- **EXERCISE DESCRIPTION**
Convert every line of the material below into a numbered list, dropping any blank lines.

- **INPUT ROWS**

---+---

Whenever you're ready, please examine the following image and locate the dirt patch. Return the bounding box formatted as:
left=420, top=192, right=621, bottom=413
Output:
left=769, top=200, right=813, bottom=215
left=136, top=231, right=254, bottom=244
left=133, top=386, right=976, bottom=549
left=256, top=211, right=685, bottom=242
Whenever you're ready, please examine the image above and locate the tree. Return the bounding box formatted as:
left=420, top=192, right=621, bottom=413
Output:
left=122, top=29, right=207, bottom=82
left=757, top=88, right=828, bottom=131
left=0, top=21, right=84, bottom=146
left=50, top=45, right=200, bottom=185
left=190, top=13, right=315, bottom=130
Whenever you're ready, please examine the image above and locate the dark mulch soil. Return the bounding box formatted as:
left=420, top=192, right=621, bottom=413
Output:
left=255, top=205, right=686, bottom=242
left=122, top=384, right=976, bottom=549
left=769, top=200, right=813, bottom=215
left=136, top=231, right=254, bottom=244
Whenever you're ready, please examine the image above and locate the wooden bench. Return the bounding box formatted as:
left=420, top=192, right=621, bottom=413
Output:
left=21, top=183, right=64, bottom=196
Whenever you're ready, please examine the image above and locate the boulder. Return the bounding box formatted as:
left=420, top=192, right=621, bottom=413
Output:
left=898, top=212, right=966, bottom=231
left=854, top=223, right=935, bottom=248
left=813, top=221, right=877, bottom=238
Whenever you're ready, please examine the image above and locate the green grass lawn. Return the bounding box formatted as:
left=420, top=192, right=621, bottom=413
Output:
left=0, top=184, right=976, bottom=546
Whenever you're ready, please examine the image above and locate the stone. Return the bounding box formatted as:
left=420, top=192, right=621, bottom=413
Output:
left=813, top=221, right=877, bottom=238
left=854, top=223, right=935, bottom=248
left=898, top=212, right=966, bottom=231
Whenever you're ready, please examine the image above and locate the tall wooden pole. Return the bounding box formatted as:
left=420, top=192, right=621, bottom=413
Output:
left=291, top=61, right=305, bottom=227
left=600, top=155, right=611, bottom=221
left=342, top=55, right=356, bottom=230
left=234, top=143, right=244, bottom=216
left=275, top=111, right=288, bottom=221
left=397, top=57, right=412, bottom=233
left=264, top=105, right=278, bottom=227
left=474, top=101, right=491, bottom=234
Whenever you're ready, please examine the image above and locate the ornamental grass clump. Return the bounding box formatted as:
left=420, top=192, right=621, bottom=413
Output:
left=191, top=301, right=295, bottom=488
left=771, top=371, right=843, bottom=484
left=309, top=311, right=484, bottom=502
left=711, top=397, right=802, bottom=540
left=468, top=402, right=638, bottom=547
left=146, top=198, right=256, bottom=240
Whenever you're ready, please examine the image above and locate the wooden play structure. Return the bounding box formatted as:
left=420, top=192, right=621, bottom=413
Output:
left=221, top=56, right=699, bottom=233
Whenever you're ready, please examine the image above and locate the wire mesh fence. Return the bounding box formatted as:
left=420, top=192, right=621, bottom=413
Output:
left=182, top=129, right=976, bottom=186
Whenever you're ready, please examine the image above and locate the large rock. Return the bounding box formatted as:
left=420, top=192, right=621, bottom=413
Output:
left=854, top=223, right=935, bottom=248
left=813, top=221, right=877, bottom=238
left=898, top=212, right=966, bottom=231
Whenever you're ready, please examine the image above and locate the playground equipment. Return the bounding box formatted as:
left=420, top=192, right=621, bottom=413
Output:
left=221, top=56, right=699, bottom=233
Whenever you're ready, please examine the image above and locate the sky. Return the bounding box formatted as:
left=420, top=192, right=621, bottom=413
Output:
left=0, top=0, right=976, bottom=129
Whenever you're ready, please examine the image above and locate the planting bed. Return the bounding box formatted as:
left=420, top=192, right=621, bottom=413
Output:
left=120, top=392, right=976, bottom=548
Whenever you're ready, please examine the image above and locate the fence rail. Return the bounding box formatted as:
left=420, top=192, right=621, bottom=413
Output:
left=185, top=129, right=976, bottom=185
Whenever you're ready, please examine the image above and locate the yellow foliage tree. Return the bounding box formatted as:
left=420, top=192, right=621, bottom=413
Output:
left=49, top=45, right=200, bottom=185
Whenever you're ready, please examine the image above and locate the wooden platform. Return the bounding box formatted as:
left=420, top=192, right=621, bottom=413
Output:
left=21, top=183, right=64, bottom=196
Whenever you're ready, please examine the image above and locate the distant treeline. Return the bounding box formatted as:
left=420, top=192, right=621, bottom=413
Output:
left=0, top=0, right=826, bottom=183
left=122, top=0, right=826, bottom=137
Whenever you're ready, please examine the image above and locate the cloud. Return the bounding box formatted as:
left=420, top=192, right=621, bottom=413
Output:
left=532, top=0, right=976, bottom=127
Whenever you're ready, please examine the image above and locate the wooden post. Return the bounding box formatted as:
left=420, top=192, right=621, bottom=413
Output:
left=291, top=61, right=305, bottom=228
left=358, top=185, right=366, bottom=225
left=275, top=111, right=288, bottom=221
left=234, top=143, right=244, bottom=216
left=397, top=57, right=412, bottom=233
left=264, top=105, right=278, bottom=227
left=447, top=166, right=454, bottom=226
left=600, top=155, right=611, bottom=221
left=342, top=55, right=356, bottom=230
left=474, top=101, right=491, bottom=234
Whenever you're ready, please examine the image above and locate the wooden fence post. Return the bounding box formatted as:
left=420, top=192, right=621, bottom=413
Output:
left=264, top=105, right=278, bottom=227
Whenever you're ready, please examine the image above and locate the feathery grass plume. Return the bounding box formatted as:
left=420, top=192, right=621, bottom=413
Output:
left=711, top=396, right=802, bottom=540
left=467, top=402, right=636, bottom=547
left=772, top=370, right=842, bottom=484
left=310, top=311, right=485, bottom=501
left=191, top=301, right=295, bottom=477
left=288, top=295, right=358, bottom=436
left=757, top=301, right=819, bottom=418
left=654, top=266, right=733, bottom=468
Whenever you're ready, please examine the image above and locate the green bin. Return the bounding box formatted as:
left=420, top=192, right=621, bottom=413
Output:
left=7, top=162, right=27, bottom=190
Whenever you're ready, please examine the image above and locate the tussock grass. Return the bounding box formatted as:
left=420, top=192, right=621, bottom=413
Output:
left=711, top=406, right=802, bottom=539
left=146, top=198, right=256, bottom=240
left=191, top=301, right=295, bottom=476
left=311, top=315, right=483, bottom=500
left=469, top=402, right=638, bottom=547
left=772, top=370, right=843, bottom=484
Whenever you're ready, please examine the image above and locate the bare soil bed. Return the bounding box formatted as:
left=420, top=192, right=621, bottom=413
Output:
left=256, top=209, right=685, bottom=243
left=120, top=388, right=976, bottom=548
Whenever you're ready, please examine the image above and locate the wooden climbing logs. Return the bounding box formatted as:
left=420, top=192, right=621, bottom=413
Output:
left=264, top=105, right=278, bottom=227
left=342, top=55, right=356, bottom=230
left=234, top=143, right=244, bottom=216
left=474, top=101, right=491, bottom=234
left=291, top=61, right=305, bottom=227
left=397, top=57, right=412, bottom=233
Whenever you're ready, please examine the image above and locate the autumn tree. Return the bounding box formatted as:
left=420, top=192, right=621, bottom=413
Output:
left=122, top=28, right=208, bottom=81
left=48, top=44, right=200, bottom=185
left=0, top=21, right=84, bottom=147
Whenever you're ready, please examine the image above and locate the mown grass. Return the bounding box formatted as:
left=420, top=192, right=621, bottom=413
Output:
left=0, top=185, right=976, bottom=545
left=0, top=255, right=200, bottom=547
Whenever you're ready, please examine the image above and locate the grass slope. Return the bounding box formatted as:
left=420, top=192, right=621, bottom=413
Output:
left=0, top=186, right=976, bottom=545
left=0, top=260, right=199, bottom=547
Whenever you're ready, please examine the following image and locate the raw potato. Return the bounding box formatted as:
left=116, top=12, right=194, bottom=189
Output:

---+---

- **ANSWER TO THIS EXERCISE**
1. Whenever you're ready, please examine the following image and locate the dirt patch. Return the bounding box formatted as:
2. left=420, top=192, right=621, bottom=413
3. Output:
4. left=769, top=200, right=813, bottom=215
5. left=136, top=231, right=254, bottom=244
6. left=133, top=386, right=976, bottom=549
7. left=256, top=211, right=685, bottom=242
8. Whenever you're ready, please examine the image above and locate the tree. Return the bounding box formatted as:
9. left=420, top=192, right=621, bottom=413
10. Output:
11. left=122, top=29, right=207, bottom=82
12. left=757, top=88, right=828, bottom=131
13. left=0, top=21, right=84, bottom=146
14. left=50, top=45, right=200, bottom=185
15. left=190, top=13, right=315, bottom=130
16. Whenever you're ready, please examine the image above and locate the dark mulch soil. Return the bounding box formatted as:
17. left=420, top=192, right=621, bottom=413
18. Output:
19. left=255, top=205, right=686, bottom=242
20. left=122, top=384, right=976, bottom=549
21. left=769, top=200, right=813, bottom=215
22. left=136, top=231, right=254, bottom=244
23. Whenever you're ready, please examine the image above and locate the wooden bench. Return the bounding box formatted as:
24. left=420, top=192, right=621, bottom=413
25. Output:
26. left=21, top=183, right=64, bottom=196
27. Whenever you're ready, please examine the image above and locate the boulder. Return the bounding box formatted as:
28. left=420, top=192, right=621, bottom=413
29. Output:
30. left=898, top=212, right=966, bottom=231
31. left=854, top=223, right=935, bottom=248
32. left=813, top=221, right=877, bottom=238
33. Whenever you're ready, please examine the image above and locate the green grass lawn. Return the bounding box formatted as:
34. left=420, top=192, right=621, bottom=413
35. Output:
36. left=0, top=184, right=976, bottom=546
37. Whenever you're ready, please examine the image above and locate the stone. Return the bounding box formatted as:
38. left=420, top=192, right=621, bottom=413
39. Output:
40. left=813, top=221, right=877, bottom=238
41. left=854, top=223, right=935, bottom=248
42. left=898, top=212, right=966, bottom=231
43. Whenever you're ready, please examine the image above and locate the tall wooden pole. Return the bounding box formatted as:
44. left=420, top=192, right=621, bottom=413
45. Output:
46. left=291, top=61, right=305, bottom=227
47. left=600, top=155, right=611, bottom=221
48. left=342, top=55, right=356, bottom=230
49. left=234, top=143, right=244, bottom=216
50. left=275, top=111, right=288, bottom=221
51. left=397, top=57, right=412, bottom=233
52. left=264, top=105, right=278, bottom=227
53. left=474, top=101, right=491, bottom=234
54. Whenever you're ready, please examine the image above and locate the ornamental grass clump. Return the bounding box formatted as:
55. left=420, top=192, right=621, bottom=413
56. Output:
57. left=191, top=301, right=295, bottom=488
58. left=771, top=371, right=843, bottom=484
59. left=309, top=311, right=484, bottom=502
60. left=711, top=397, right=802, bottom=540
61. left=468, top=402, right=638, bottom=547
62. left=146, top=198, right=256, bottom=240
63. Whenever you're ready, please examine the image above and locate the wooden play structure. Return the bounding box formatted as:
64. left=420, top=192, right=621, bottom=413
65. Output:
66. left=221, top=56, right=699, bottom=233
67. Whenever you're ready, please examine the image above and locate the wire mesh fence. Return the bounding box formatted as:
68. left=420, top=192, right=621, bottom=413
69. Output:
70. left=182, top=129, right=976, bottom=186
71. Whenever you're ready, please examine the image above and locate the large rock. Return the bounding box formatted as:
72. left=420, top=192, right=621, bottom=413
73. Output:
74. left=854, top=223, right=935, bottom=248
75. left=813, top=221, right=877, bottom=238
76. left=898, top=212, right=966, bottom=231
77. Whenever you're ready, please examine the image above and locate the playground equipment. Return the bounding box formatted as:
78. left=420, top=192, right=621, bottom=413
79. Output:
80. left=221, top=56, right=699, bottom=233
81. Whenever you're ready, please examine the image above and locate the sky. Return the bounding box formatted as:
82. left=420, top=192, right=621, bottom=413
83. Output:
84. left=0, top=0, right=976, bottom=129
85. Whenever you're ready, please examine the image above and locate the planting bed. Return the bounding box formatted as:
86. left=420, top=192, right=621, bottom=413
87. Output:
88. left=120, top=392, right=976, bottom=548
89. Whenever you're ready, please examine the image above and locate the fence rail. Return the bounding box formatted as:
90. left=420, top=192, right=621, bottom=413
91. Output:
92. left=185, top=129, right=976, bottom=185
93. Whenever you're ready, please examine the image above and locate the yellow foliage tree. Return the bounding box formatted as:
94. left=420, top=192, right=621, bottom=413
95. Output:
96. left=49, top=45, right=200, bottom=185
97. Whenever you're ready, please examine the image above and locate the wooden platform. Return the bounding box formatted as:
98. left=420, top=192, right=621, bottom=413
99. Output:
100. left=21, top=183, right=64, bottom=196
101. Whenever you're ready, please examine the image above and locate the distant treeline. Return the bounding box formatted as:
102. left=420, top=192, right=621, bottom=413
103. Output:
104. left=0, top=0, right=826, bottom=183
105. left=122, top=0, right=826, bottom=137
106. Whenever you're ready, please examine the image above and locate the cloud. Return the bounding box formatted as:
107. left=420, top=192, right=621, bottom=413
108. Output:
109. left=532, top=0, right=976, bottom=127
110. Whenever you're ready, please examine the image above and locate the wooden post. Return the bounding box formatted as:
111. left=420, top=192, right=621, bottom=413
112. Output:
113. left=291, top=61, right=305, bottom=228
114. left=358, top=185, right=366, bottom=225
115. left=275, top=111, right=288, bottom=221
116. left=234, top=143, right=244, bottom=216
117. left=397, top=57, right=412, bottom=233
118. left=264, top=105, right=278, bottom=227
119. left=447, top=166, right=454, bottom=226
120. left=600, top=155, right=611, bottom=221
121. left=342, top=55, right=356, bottom=230
122. left=474, top=101, right=491, bottom=234
123. Whenever you're ready, please examine the image above and locate the wooden fence post. Return the bounding box formatted as:
124. left=420, top=192, right=621, bottom=413
125. Output:
126. left=264, top=105, right=278, bottom=227
127. Whenever you're ready, please examine the image above and locate the feathery grass plume. Return the bounding box formatted as:
128. left=420, top=192, right=621, bottom=413
129. Output:
130. left=711, top=396, right=802, bottom=540
131. left=467, top=402, right=636, bottom=547
132. left=772, top=370, right=842, bottom=484
133. left=310, top=311, right=485, bottom=501
134. left=191, top=301, right=295, bottom=477
135. left=288, top=295, right=358, bottom=436
136. left=757, top=301, right=819, bottom=418
137. left=654, top=266, right=733, bottom=468
138. Whenever you're ready, please examine the image above and locate the green bin. Return the bounding box formatted as:
139. left=420, top=192, right=621, bottom=413
140. Output:
141. left=7, top=162, right=27, bottom=190
142. Whenever you're ready, please examine the image above and locate the tussock grass. Return the bounding box formatted as:
143. left=420, top=192, right=621, bottom=413
144. Output:
145. left=711, top=406, right=802, bottom=539
146. left=146, top=198, right=256, bottom=240
147. left=191, top=301, right=295, bottom=476
148. left=311, top=315, right=483, bottom=500
149. left=469, top=402, right=638, bottom=547
150. left=772, top=370, right=843, bottom=484
151. Whenever you're ready, please examine the image above and locate the bare soil bed. Return the bounding box formatted as:
152. left=420, top=192, right=621, bottom=413
153. Output:
154. left=256, top=209, right=685, bottom=243
155. left=120, top=388, right=976, bottom=548
156. Whenever you're ready, please examine the image above and locate the wooden climbing logs. Return the bounding box formatted as:
157. left=420, top=192, right=621, bottom=413
158. Output:
159. left=264, top=105, right=278, bottom=227
160. left=342, top=55, right=356, bottom=230
161. left=234, top=143, right=244, bottom=216
162. left=474, top=101, right=491, bottom=234
163. left=291, top=61, right=305, bottom=227
164. left=397, top=57, right=412, bottom=233
165. Whenever you're ready, please examine the image above and locate the autumn tree. Return the bounding box formatted as:
166. left=420, top=192, right=621, bottom=413
167. Output:
168. left=122, top=28, right=208, bottom=81
169. left=48, top=44, right=200, bottom=185
170. left=0, top=21, right=84, bottom=147
171. Whenever you're ready, please examine the image above and locate the mown grass. Return the bounding box formatted as:
172. left=420, top=192, right=621, bottom=413
173. Output:
174. left=0, top=185, right=976, bottom=545
175. left=0, top=255, right=200, bottom=547
176. Whenever you're ready, please examine the image above and locate the grass slope. Return the bounding box formatted as:
177. left=420, top=192, right=621, bottom=413
178. Output:
179. left=0, top=186, right=976, bottom=545
180. left=0, top=260, right=199, bottom=547
181. Whenever you're ready, please examine the following image and locate the raw potato. Return the bounding box formatted as:
182. left=116, top=12, right=194, bottom=189
183. Output:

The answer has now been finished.